* **Exercise inputs**
>> Start

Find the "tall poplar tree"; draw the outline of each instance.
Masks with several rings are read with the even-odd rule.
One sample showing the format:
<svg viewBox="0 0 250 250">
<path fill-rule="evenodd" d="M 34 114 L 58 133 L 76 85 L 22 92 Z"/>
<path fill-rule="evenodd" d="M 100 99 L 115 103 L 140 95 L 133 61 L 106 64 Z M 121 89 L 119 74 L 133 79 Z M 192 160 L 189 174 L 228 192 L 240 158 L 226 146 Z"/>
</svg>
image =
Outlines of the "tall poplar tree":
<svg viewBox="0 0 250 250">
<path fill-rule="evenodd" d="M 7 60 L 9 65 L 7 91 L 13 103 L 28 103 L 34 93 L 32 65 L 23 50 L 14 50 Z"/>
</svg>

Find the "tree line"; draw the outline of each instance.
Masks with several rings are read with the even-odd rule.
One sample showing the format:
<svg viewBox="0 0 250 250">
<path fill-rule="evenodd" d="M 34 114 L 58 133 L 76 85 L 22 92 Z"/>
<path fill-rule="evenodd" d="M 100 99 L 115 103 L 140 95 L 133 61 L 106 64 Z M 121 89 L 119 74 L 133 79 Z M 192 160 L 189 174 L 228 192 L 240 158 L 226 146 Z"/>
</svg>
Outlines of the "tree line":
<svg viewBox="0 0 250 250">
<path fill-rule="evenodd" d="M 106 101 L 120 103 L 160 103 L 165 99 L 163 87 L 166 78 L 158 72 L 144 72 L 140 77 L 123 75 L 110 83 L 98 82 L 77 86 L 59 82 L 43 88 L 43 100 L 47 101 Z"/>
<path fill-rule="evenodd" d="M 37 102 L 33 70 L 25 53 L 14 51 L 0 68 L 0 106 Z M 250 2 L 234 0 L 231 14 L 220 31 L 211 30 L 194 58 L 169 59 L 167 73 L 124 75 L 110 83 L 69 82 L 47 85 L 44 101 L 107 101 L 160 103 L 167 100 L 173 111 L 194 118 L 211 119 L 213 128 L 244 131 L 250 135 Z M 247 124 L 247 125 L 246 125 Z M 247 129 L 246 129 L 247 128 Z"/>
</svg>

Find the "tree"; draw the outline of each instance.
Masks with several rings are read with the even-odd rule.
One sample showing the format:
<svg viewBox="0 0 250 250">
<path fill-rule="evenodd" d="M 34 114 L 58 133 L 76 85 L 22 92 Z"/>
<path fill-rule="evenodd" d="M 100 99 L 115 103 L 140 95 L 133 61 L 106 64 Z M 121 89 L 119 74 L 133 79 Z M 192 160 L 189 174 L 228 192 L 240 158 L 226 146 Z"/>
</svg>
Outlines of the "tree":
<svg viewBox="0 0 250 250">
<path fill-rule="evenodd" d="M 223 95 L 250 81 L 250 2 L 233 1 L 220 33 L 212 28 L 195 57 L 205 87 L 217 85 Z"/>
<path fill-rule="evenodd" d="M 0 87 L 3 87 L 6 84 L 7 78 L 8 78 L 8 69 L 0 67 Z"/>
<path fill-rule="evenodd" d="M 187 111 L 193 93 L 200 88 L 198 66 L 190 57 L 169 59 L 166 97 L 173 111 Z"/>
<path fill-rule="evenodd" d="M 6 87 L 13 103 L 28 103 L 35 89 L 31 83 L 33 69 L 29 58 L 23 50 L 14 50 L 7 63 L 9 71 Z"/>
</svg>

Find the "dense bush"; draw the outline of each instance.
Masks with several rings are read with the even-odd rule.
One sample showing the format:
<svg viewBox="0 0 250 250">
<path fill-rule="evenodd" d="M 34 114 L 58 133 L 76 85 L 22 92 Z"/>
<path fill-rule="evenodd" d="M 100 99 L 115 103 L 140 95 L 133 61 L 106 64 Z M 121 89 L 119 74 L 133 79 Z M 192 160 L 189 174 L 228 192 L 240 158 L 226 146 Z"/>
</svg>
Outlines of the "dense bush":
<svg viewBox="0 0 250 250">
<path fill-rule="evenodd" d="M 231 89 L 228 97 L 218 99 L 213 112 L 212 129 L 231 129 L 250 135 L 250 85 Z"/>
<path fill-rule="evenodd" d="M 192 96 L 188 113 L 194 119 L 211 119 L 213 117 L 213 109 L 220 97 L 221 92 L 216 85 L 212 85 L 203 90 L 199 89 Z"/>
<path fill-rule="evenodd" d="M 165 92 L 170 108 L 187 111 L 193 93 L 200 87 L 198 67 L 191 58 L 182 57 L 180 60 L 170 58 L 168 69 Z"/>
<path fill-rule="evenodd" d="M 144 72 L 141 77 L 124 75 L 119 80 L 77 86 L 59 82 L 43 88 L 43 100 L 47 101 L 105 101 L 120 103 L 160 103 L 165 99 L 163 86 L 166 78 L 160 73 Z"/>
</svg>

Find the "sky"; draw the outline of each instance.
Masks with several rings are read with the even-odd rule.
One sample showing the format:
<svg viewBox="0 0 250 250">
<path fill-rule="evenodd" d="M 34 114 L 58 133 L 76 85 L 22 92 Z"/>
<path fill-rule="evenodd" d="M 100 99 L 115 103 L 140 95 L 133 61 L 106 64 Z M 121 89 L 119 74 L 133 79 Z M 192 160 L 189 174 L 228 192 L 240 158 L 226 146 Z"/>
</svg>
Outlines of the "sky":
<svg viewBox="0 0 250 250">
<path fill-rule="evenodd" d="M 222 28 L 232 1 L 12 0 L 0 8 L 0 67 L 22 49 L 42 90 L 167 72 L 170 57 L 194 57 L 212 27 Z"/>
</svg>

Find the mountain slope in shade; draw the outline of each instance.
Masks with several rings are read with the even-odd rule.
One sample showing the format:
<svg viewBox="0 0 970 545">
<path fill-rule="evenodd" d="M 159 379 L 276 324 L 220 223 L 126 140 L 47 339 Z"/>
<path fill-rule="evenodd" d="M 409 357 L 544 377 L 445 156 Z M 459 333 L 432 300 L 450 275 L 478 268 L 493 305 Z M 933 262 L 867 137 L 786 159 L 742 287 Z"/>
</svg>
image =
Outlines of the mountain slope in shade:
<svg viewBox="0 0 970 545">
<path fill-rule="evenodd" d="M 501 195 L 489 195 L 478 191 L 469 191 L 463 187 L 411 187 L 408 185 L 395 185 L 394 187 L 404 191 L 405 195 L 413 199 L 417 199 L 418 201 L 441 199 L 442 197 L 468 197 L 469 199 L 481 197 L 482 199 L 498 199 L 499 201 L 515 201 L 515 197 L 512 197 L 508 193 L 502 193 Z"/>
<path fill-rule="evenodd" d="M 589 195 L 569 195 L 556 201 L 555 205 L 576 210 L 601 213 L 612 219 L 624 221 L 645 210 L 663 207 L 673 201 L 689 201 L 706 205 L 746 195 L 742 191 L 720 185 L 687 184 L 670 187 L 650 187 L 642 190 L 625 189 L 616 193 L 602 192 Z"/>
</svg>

>> End
>> Start

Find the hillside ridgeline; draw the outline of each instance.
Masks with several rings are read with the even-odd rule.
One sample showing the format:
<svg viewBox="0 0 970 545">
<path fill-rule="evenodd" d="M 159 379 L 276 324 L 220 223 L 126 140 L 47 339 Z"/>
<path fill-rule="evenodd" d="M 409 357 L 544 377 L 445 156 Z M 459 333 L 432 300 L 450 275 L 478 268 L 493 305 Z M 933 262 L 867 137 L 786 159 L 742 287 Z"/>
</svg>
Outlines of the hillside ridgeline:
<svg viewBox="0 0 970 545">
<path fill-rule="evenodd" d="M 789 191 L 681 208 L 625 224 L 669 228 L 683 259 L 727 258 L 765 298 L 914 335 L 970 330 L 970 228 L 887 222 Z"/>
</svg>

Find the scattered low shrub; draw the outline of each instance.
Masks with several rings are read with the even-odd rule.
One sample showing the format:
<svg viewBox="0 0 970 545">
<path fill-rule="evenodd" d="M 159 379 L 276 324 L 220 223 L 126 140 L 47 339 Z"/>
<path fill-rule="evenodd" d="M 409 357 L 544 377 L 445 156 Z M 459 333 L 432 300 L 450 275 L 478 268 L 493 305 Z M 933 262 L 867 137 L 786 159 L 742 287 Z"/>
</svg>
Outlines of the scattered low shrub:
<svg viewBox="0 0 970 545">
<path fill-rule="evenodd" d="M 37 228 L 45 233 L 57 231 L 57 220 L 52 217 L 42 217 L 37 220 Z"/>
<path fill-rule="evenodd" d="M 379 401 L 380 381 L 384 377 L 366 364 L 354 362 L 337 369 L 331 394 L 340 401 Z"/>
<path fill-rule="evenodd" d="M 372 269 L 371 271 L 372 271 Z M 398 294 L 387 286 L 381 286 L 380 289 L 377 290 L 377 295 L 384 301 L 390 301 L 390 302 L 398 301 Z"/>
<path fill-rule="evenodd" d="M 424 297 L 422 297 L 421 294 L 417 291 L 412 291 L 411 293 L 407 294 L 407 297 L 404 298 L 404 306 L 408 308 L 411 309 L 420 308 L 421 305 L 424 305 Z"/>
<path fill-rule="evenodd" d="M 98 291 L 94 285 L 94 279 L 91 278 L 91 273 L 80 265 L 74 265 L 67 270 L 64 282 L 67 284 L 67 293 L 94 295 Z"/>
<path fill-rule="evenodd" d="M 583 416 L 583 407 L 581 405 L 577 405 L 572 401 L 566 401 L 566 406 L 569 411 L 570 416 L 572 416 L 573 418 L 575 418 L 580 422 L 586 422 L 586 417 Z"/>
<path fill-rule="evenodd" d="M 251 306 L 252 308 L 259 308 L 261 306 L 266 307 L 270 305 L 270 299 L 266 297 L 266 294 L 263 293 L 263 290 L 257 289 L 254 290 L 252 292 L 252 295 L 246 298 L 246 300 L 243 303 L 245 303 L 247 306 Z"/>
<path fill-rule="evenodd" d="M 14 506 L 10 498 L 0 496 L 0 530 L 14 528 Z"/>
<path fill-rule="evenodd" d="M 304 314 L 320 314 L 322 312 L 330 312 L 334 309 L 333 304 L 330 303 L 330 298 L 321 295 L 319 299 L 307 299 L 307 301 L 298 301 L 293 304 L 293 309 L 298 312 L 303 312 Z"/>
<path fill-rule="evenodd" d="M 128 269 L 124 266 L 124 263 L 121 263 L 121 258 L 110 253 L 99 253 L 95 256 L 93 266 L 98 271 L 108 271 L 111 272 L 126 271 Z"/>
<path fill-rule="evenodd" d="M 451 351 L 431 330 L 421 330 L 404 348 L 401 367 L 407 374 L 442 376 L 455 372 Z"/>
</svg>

>> End

Revise the records between the line holding "Find the scattered" and the line holding "583 416 L 583", inclusive, replacing "scattered low shrub" with "isolated bush" and leaving everything else unchanged.

Find the isolated bush; draw the outline of each instance.
Masks with several rings are read with the even-odd rule.
One sample showing the format:
<svg viewBox="0 0 970 545">
<path fill-rule="evenodd" d="M 159 379 L 276 324 L 220 223 L 126 140 L 47 339 Z"/>
<path fill-rule="evenodd" d="M 409 357 L 544 377 L 445 156 Z M 459 333 L 432 300 L 450 275 L 478 268 L 493 305 Z M 933 262 L 867 137 L 786 159 L 742 287 Z"/>
</svg>
Outlines of the isolated bush:
<svg viewBox="0 0 970 545">
<path fill-rule="evenodd" d="M 37 228 L 45 233 L 57 231 L 57 220 L 52 217 L 42 217 L 37 220 Z"/>
<path fill-rule="evenodd" d="M 379 401 L 380 381 L 384 377 L 366 364 L 354 362 L 337 369 L 331 394 L 340 401 Z"/>
<path fill-rule="evenodd" d="M 372 269 L 371 271 L 372 271 Z M 398 294 L 387 286 L 381 286 L 380 289 L 377 290 L 377 295 L 384 301 L 390 301 L 390 302 L 398 301 Z"/>
<path fill-rule="evenodd" d="M 424 297 L 422 297 L 421 294 L 417 291 L 412 291 L 411 293 L 407 294 L 407 297 L 404 298 L 404 306 L 408 308 L 411 309 L 420 308 L 421 305 L 424 305 Z"/>
<path fill-rule="evenodd" d="M 98 291 L 94 285 L 94 279 L 91 278 L 91 273 L 80 265 L 74 265 L 67 270 L 64 282 L 67 284 L 67 293 L 94 295 Z"/>
<path fill-rule="evenodd" d="M 583 416 L 583 407 L 581 405 L 577 405 L 572 401 L 566 401 L 566 406 L 569 411 L 570 416 L 572 416 L 573 418 L 575 418 L 580 422 L 586 422 L 586 417 Z"/>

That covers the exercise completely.